Extract:

____

In the R package randomForest, the default value of the parameter nodesize
is 1 for classification and 5 for regression. These values are often reported to be
good choices (e.g., Díaz-Uriarte and de Andrés 2006), despite the fact that this is not
supported by solid theory. A simple algorithm to tune the parameter nodesize in
the classification setting is discussed in Kruppa et al. (2013).
The effect of mtry is thoroughly investigated in Díaz-Uriarte and de Andrés (2006),
who show that this parameter has a little impact on the performance of the method,
though larger values may be associated with a reduction in the predictive performance.
On the other hand, Genuer et al. (2010) claim that the default value of mtry is either
optimal or too small. Therefore, a conservative approach is to take mtry as large as
possible (limited by available computing resources) and set mtry = p (recall that
p is the dimension of the Xi ). A data-driven choice of mtry is implemented in the
algorithm Forest-RK of Bernard et al. (2008).

____

Data lines:
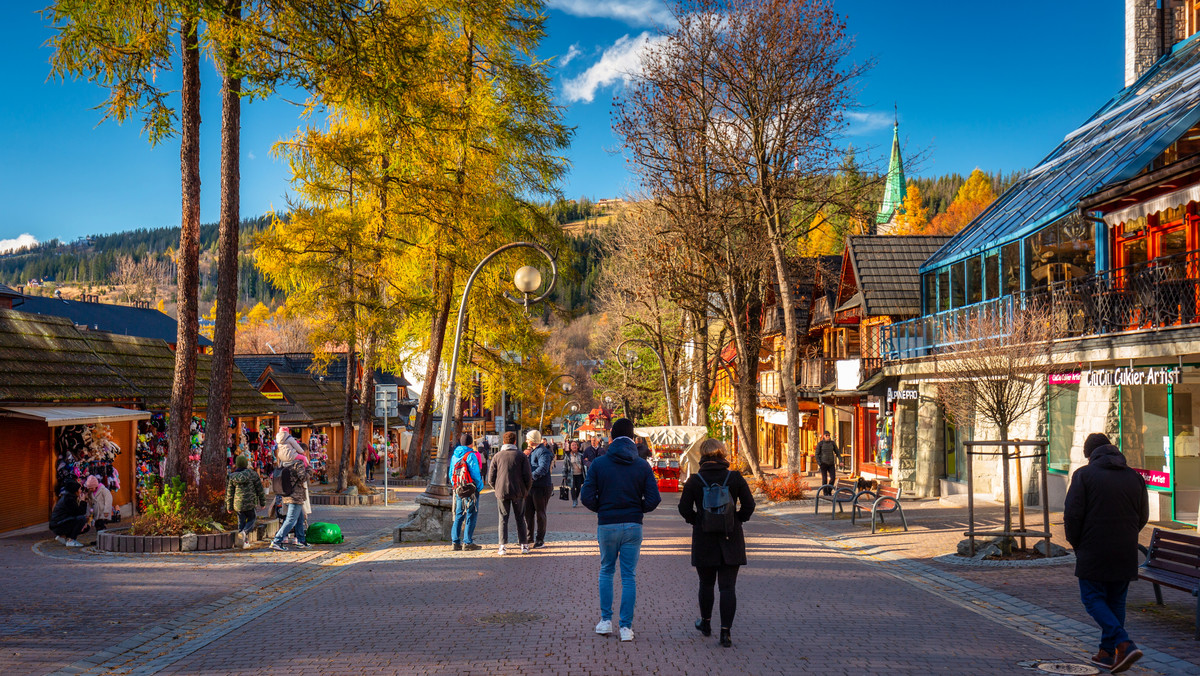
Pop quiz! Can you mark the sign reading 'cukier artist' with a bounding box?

____

Exercises to complete:
1 - Determine whether each statement below agrees with the random forest extract, answering yes or no and quoting the exact words of the extract that decide it.
(a) In the randomForest package, the default value of nodesize for regression is 5.
(b) Díaz-Uriarte and de Andrés (2006) find that mtry has a strong effect on the performance of the method.
(c) The algorithm Forest-RK implements a data-driven choice of mtry.
2 - Revise the stretch of the random forest extract from "In the R package" through "the predictive performance.", replacing "nodesize" with "minimum node size" wherever it occurs.
3 - List every distinct publication that the random forest extract cites, giving the authors and year as the extract states them.

Written responses:
1 -
(a) Yes: "the default value of the parameter nodesize is 1 for classification and 5 for regression"
(b) No: "this parameter has a little impact on the performance of the method"
(c) Yes: "A data-driven choice of mtry is implemented in the algorithm Forest-RK of Bernard et al. (2008)"

2 -
In the R package randomForest, the default value of the parameter minimum node size
is 1 for classification and 5 for regression. These values are often reported to be
good choices (e.g., Díaz-Uriarte and de Andrés 2006), despite the fact that this is not
supported by solid theory. A simple algorithm to tune the parameter minimum node size in
the classification setting is discussed in Kruppa et al. (2013).
The effect of mtry is thoroughly investigated in Díaz-Uriarte and de Andrés (2006),
who show that this parameter has a little impact on the performance of the method,
though larger values may be associated with a reduction in the predictive performance.

3 -
Díaz-Uriarte and de Andrés (2006)
Kruppa et al. (2013)
Genuer et al. (2010)
Bernard et al. (2008)